- _Aim_: Give the data below again exactly as written, without its pictures.

* Begin Materials provided *

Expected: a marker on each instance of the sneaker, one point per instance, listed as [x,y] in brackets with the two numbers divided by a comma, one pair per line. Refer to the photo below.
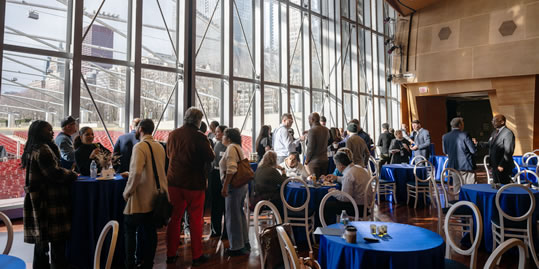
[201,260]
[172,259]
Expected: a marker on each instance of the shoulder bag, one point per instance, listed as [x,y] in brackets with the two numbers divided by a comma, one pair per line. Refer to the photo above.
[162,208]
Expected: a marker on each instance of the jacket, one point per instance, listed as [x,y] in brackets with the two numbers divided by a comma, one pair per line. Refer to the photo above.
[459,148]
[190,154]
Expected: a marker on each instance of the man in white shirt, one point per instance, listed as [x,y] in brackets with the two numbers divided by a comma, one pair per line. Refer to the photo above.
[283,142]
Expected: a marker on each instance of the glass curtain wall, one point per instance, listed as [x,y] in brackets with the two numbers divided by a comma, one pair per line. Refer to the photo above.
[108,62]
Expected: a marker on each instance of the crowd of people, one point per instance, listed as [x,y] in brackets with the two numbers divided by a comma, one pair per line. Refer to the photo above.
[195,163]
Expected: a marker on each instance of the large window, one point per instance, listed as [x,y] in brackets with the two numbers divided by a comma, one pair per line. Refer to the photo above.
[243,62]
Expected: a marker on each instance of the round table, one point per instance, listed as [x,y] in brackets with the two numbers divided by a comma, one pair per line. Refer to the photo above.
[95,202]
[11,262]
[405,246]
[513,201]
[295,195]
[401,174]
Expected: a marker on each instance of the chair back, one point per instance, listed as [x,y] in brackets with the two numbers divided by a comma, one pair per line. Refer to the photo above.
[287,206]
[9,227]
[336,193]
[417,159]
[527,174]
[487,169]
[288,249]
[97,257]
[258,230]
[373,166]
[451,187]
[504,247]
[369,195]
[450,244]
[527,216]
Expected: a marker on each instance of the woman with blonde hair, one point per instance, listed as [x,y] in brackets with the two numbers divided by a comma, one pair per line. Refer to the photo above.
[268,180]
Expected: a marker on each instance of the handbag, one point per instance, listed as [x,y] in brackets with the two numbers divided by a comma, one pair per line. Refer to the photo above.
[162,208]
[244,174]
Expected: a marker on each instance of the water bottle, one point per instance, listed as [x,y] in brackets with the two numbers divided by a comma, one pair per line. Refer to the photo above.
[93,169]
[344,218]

* End Materials provided *

- _Written answer_:
Expected: a marker on each instance of the sneaker, one point per instance, listed as [x,y] in brackets with the two numbers divided by a comma, one pair per line. Refer to the photo below.
[201,260]
[172,259]
Expected: a marker on each instance of the shoulder bag, one point per instance, listed as [x,y] in brackets with the two numbers divided by a comma, one pair per line. Refer to the photo above.
[162,208]
Expected: a marker on each instance of the jacket, one point per instance, listed as [x,y] in brackets with the two numbers divided by a comma, one pair per line. Refer to the photo above.
[459,148]
[190,154]
Expected: a marker on each instance of the man in white shirt, one point per instance, listed as [x,y] in brackets with the two numbers divided by a comma, one pair per line. Refer to the photo above.
[283,142]
Expected: a marker on each instance of the glass curtain wall, one point per instance, listed as [x,y] in brackets with the two numbers divided by a comma, one pair per line. Refer to the photo above.
[108,62]
Expected: a marker on each instance of the crowd of people, one point per instance, listed as [x,y] in brackets with the two numbers divided by a comma, one pair per line. Refer to the photo above.
[195,163]
Expected: a marker on each instance of the large window, one point per instance, listed as [x,y] in brackets with the two numbers divided by a comma, one pair per line. Refer to the photo above.
[243,62]
Expected: a marker on each instance of the round table, one point per instance, listed as [x,y] in brackets with the two numbers divided by a comma, one pair per line. Refer to the photo above.
[95,202]
[11,262]
[405,246]
[513,201]
[295,195]
[401,174]
Expected: a marker on each instance of the chair back, one point per instance, listed as [x,y] in brackets with the two numbers divided by a comma, one pair per line. Refer to the photo above.
[287,206]
[9,227]
[336,193]
[417,159]
[527,174]
[487,169]
[288,249]
[97,257]
[258,230]
[373,166]
[451,187]
[504,247]
[369,195]
[450,244]
[527,216]
Expected: a marker on each instance of the woman with blonde hair, one point per instance, listed as [x,y] in brackets with the two numbers divided by a comma, one pair per line. Refer to the photo above.
[268,180]
Expected: a marker on each instance of the handbag, one point per instance, listed as [x,y] in brackets with the two numbers divided by a comma, one pair per line. Refer to the photo above.
[162,208]
[244,174]
Expected: a marker on each instance of the water bottle, one point per instance, listed as [x,y] in brackets with the two numbers divided by a comma, one pair per line. Refer to the photo above.
[93,169]
[344,218]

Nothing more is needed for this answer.